| PAGE EXTRACT |
Kerry’s Return to the Mekong

by GRANT MINCY

United States Secretary of State John Kerry has been politicking through Southeast Asia the past few days. Kerry visited the Vietnam Mekong Delta, a place he knows well from his wartime adventures. US military interventionism in the region nominally passe, but there is another aspect of state violence still making headlines in the east: Environmental degradation.

Kerry traveled to discuss the rising urgency of environmental change to the Mekong Delta. Changing climate and enhanced erosion and sedimentation of the Mekong from upstream dam projects are now Kerry’s target of political opportunity. According to the Associated Press, Kerry has pledged $17 million to a program that will help people and the economy adapt to environmental changes in the region.

| TO DO |
Carry on the article about John Kerry's return to the Mekong Delta, starting right after its last sentence. Nothing in the listing is needed here.

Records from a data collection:
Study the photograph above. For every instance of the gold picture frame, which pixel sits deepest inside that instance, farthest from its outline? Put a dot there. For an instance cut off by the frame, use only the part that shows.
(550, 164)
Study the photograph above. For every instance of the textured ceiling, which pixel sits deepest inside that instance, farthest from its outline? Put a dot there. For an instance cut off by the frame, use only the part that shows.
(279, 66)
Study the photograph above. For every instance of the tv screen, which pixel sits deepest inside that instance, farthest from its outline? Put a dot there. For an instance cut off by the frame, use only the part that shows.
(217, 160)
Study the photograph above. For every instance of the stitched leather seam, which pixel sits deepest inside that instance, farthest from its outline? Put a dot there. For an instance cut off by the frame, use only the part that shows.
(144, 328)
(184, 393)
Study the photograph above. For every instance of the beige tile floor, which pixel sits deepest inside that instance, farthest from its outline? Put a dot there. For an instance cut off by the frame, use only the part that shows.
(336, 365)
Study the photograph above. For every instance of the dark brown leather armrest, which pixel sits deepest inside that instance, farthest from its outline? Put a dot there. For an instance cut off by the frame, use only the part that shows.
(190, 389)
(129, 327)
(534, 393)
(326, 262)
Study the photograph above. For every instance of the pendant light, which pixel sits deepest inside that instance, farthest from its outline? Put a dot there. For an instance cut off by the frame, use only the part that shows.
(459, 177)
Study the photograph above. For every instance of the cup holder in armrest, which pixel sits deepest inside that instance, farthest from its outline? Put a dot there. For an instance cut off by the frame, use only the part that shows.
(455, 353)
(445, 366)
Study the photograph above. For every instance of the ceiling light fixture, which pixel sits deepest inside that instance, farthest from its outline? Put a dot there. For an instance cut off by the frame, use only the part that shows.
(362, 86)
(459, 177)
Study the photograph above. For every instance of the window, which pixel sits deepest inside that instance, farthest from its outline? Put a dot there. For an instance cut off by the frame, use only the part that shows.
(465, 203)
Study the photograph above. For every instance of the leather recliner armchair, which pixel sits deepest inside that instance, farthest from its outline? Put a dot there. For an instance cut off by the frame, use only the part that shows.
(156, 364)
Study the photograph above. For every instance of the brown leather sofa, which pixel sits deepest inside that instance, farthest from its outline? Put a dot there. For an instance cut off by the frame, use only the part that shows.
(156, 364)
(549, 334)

| EXERCISE RESPONSE |
Keeping to form as a high-ranking state official, Kerry says he’ll work to ensure that none of the six countries that share the Mekong (China, Myanmar, Thailand, Laos, Cambodia and Vietnam) will over-exploit the river so other populations suffer. Calling out China (which has plans for numerous dam projects along the Mekong) Kerry stated: ”No one country has a right to deprive another country of a livelihood, an ecosystem and its capacity for life itself that comes from that river. That river is a global asset, a treasure that belongs to the region … The Mekong must benefit people not just in one country, not just in the country where the waters come first, but in every country that touches this great river.”

Crafty rhetoric, but governments will not protect natural resources. Nation-states work as rational actors to advance their own self interests and expand their power, largely through exploitation of natural resources. There is an inherent conflict of interest among states — the state with the most territory has the most resources for consumption. States will not share a territory or resource for too long. This is why war (be it military or economic) is the health of the state — it provides a monopoly over a territory and thus its resources.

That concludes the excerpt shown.